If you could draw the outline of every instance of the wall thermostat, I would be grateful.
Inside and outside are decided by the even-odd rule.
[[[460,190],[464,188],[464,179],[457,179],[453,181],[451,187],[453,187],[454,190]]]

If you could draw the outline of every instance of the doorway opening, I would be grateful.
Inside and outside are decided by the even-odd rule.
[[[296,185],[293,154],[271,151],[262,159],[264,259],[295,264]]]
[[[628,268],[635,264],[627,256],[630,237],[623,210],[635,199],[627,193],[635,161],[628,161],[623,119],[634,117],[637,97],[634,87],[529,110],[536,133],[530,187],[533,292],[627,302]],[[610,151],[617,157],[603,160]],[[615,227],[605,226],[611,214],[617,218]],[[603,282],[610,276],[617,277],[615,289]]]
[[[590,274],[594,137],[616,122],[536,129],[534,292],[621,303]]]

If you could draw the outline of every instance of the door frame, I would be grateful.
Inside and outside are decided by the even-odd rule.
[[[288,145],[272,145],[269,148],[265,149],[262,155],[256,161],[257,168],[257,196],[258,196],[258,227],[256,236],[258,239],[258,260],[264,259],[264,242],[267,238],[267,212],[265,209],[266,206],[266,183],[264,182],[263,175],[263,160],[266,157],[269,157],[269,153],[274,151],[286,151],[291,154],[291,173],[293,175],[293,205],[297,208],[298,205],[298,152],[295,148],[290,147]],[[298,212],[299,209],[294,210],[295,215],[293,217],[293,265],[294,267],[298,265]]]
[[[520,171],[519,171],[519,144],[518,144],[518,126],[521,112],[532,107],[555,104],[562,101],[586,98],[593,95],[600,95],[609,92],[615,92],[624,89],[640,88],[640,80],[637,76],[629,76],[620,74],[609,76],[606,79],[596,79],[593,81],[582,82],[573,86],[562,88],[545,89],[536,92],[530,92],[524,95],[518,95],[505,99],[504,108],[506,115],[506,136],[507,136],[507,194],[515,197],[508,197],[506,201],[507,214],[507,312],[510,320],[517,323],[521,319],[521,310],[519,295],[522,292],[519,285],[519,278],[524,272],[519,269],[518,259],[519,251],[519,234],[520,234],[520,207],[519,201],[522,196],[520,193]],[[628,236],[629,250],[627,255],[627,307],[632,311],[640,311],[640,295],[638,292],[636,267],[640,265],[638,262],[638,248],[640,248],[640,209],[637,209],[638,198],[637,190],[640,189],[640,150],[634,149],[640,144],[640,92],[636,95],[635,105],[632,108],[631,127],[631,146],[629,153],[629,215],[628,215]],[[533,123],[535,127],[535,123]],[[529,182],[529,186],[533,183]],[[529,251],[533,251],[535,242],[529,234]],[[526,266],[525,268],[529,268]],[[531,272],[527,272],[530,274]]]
+ + + + + + +
• _What is expected_
Rewrite every line of the entries above as a single numbered list, leaving out the blank lines.

• _Response for this exercise_
1. If you could draw the outline of every instance of the wall thermostat, I would be grateful.
2. Inside and outside are decided by the even-odd rule.
3. [[[460,190],[464,188],[464,179],[457,179],[453,181],[451,187],[453,187],[454,190]]]
4. If you could draw the outline of every instance of the doorway opening, I would be grateful.
5. Inside and outside are decided by the even-odd rule.
6. [[[296,185],[293,154],[271,151],[262,159],[264,259],[295,264]]]
7. [[[628,268],[635,264],[627,256],[630,237],[623,210],[635,199],[627,193],[635,161],[628,161],[623,119],[634,117],[637,97],[634,87],[529,110],[536,133],[530,187],[533,292],[627,302]],[[610,151],[617,157],[603,160]],[[615,227],[605,226],[611,214],[617,218]],[[603,282],[610,276],[617,277],[615,289]]]
8. [[[590,274],[594,137],[616,122],[536,129],[534,292],[621,303]]]
9. If you could draw the outline of every instance of the door frame, I would be grateful.
10. Inside and outside are decided by the even-odd rule.
11. [[[288,145],[272,145],[269,148],[265,149],[262,155],[256,161],[257,168],[257,196],[258,196],[258,227],[256,236],[258,239],[258,260],[264,259],[264,242],[267,238],[267,212],[265,209],[266,206],[266,183],[264,182],[263,175],[263,160],[266,157],[269,157],[269,153],[274,151],[286,151],[291,154],[291,173],[293,175],[293,205],[297,208],[298,205],[298,152],[295,148],[290,147]],[[298,212],[299,209],[294,210],[295,215],[293,217],[293,265],[294,267],[298,265]]]
12. [[[520,171],[519,171],[519,144],[518,144],[518,126],[521,112],[532,107],[555,104],[562,101],[586,98],[593,95],[600,95],[609,92],[615,92],[624,89],[640,88],[640,80],[637,76],[629,76],[620,74],[609,76],[606,79],[596,79],[593,81],[582,82],[573,86],[562,88],[545,89],[536,92],[530,92],[524,95],[518,95],[505,99],[504,108],[506,115],[506,136],[507,136],[507,194],[515,197],[508,197],[506,201],[507,214],[507,312],[510,320],[517,323],[521,319],[521,310],[519,295],[522,292],[519,285],[519,278],[524,272],[519,269],[518,259],[519,251],[519,234],[520,234],[520,207],[519,201],[522,196],[520,193]],[[628,236],[629,250],[627,255],[627,307],[632,311],[640,311],[640,295],[638,292],[636,267],[640,265],[638,262],[638,248],[640,248],[640,209],[637,209],[638,198],[637,190],[640,189],[640,150],[634,149],[640,144],[640,92],[636,95],[635,105],[632,108],[631,127],[631,146],[629,153],[629,215],[628,215]],[[533,123],[535,127],[535,123]],[[529,182],[529,186],[533,183]],[[529,251],[533,251],[535,242],[529,234]],[[526,266],[525,268],[529,268]],[[531,272],[527,272],[530,274]]]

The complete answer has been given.